» Extracted text
▬▬▬▬▬▬

合作交流 / 学术报告

Latent Tree Models and Statistical Foundation for Traditional Chinese Medicine

Title:Latent Tree Models and Statistical Foundation for Traditional Chinese Medicine
Speaker
: Prof. Nevin L. Zhang(Department of Computer Science & Engineering The Hong Kong University of Science & Technology)
Time
: 5月30号(星期三)下午3点
Venue
:5号楼3楼计算机科学国家重点实验室报告厅

Abstract:Traditional Chinese medicine (TCM) is an important avenue for disease prevention and treatment for the Chinese people and is gaining popularity among others. However, many remain skeptical and even critical of TCM because a number of its shortcomings. One key shortcoming is the lack of a solid foundation. We endeavor to alleviate this shortcoming and use machine learning techniques to establish a statistical foundation for TCM. When viewed as a black box, TCM diagnosis is simply a classifier that classifies patients into different classes based on their symptoms and signs. A fundamental question is: Do those classes exist in reality? To seek an answer from the machine learning perspective, one would naturally use cluster analysis. Previous clustering methods are unable to handle the complexity of TCM. We have therefore developed a new clustering method in the form of latent tree models.

In this talk, we provide a concise summary of research work on latent tree models, discuss a learning algorithm, and present a case study to show how latent tree models can help in establishing a statistical foundation for TCM.

▬▬▬▬▬▬

» Entries provided
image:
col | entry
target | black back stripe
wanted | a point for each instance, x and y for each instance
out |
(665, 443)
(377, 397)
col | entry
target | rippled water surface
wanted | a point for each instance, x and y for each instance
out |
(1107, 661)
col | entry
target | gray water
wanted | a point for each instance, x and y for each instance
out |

▬▬▬▬▬▬

» Apply what you read
1. Please transcribe the stretch of the latent tree models talk announcement from "合作交流 / 学术报告" through "Science & Technology)".
2. Render this sentence from the latent tree models talk announcement in Spanish: "One key shortcoming is the lack of a solid foundation."
3. Pick up the latent tree models talk announcement after its final sentence and keep writing.

» Responses
1.
合作交流 / 学术报告

Latent Tree Models and Statistical Foundation for Traditional Chinese Medicine

Title:Latent Tree Models and Statistical Foundation for Traditional Chinese Medicine
Speaker
: Prof. Nevin L. Zhang(Department of Computer Science & Engineering The Hong Kong University of Science & Technology)

2. Una deficiencia clave es la falta de una base sólida.

3.
About the speaker:
Nevin L. Zhang is an associate professor at The Hong Kong University of Science & Technology (HKUST). He obtained his first PhD degree in Applied Math from Beijing Normal University and his second PhD degree in Computer Science from University of British Columbia. He started his academic career at HKUST in 1994 and was substantiated in 2000. His general research interests lie in the field of reasoning and decision under uncertainty. He co-authored the variable elimination inference algorithm for Bayesian networks and the incremental pruning algorithm for partially observable Markov decision processes. Both algorithms are fundamental to their respective areas. Since substantiation, his research activities have focused on latent structure models and statistical foundation for traditional Chinese medicine. He served on the editorial board of Journal of Artificial Intelligence Research from 1999 to 2002 and as an associate editor from 2003 to 2005. He currently serves on the advisory board of the journal. He has also lent his service to other journals and conferences such as UAI and AAAI.